↓
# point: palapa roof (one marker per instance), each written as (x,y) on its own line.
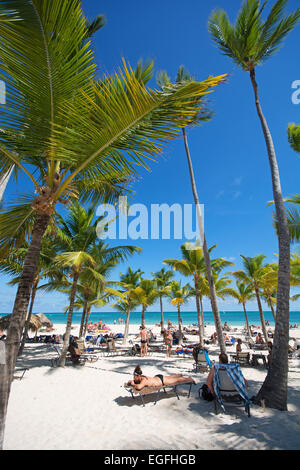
(44,320)
(35,322)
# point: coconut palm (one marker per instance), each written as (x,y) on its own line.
(145,294)
(125,306)
(71,136)
(249,43)
(179,296)
(254,275)
(128,281)
(203,115)
(193,264)
(86,256)
(12,264)
(162,280)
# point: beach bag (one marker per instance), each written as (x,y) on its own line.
(206,393)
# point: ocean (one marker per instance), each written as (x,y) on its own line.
(188,318)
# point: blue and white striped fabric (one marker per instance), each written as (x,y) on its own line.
(236,375)
(207,359)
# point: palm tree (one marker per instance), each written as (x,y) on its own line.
(249,43)
(162,280)
(125,306)
(243,294)
(12,264)
(145,295)
(183,76)
(87,256)
(179,296)
(193,264)
(293,212)
(129,281)
(73,137)
(254,274)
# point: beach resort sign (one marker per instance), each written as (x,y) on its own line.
(157,222)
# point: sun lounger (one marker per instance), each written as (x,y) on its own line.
(253,345)
(241,358)
(54,360)
(19,373)
(85,353)
(202,360)
(156,390)
(229,387)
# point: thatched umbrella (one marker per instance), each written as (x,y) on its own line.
(34,325)
(45,320)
↑
Ziel der Aufgabe: Gib sämtliche Datensätze oben Zeile für Zeile unverändert aus. Die Bilder lässt du dabei weg.

Antwort:
# point: palapa roof (one marker per instance), each written as (x,y) on its own line.
(44,320)
(35,322)
# point: coconut palm (one marker per instance), each written as (x,y) on its own line.
(145,294)
(125,306)
(71,136)
(249,43)
(179,296)
(254,275)
(128,281)
(203,115)
(193,264)
(86,256)
(12,264)
(162,280)
# point: beach bag (one marker per instance), each written as (x,y) on its own line.
(206,393)
# point: ocean (one marker per instance), each written as (x,y) on its own line.
(188,318)
# point: blue and white striped fabric (one marker per instance), each written as (x,y) on its own line.
(236,375)
(207,359)
# point: palm tree (one marker per instance), each written as (x,y) on its own line.
(249,43)
(162,280)
(125,306)
(243,294)
(12,264)
(145,295)
(183,76)
(87,256)
(179,296)
(193,264)
(293,212)
(129,281)
(73,137)
(254,274)
# point: beach resort sign (one marker per instance), each written as (x,y) on its own line.
(157,222)
# point: sun lounger (one marker per instance), each written as (x,y) on its own line.
(253,345)
(241,358)
(54,360)
(19,373)
(85,353)
(202,360)
(156,390)
(229,387)
# point: thatched umbrella (one marker per instance), each written as (x,y) on its own line.
(34,325)
(45,320)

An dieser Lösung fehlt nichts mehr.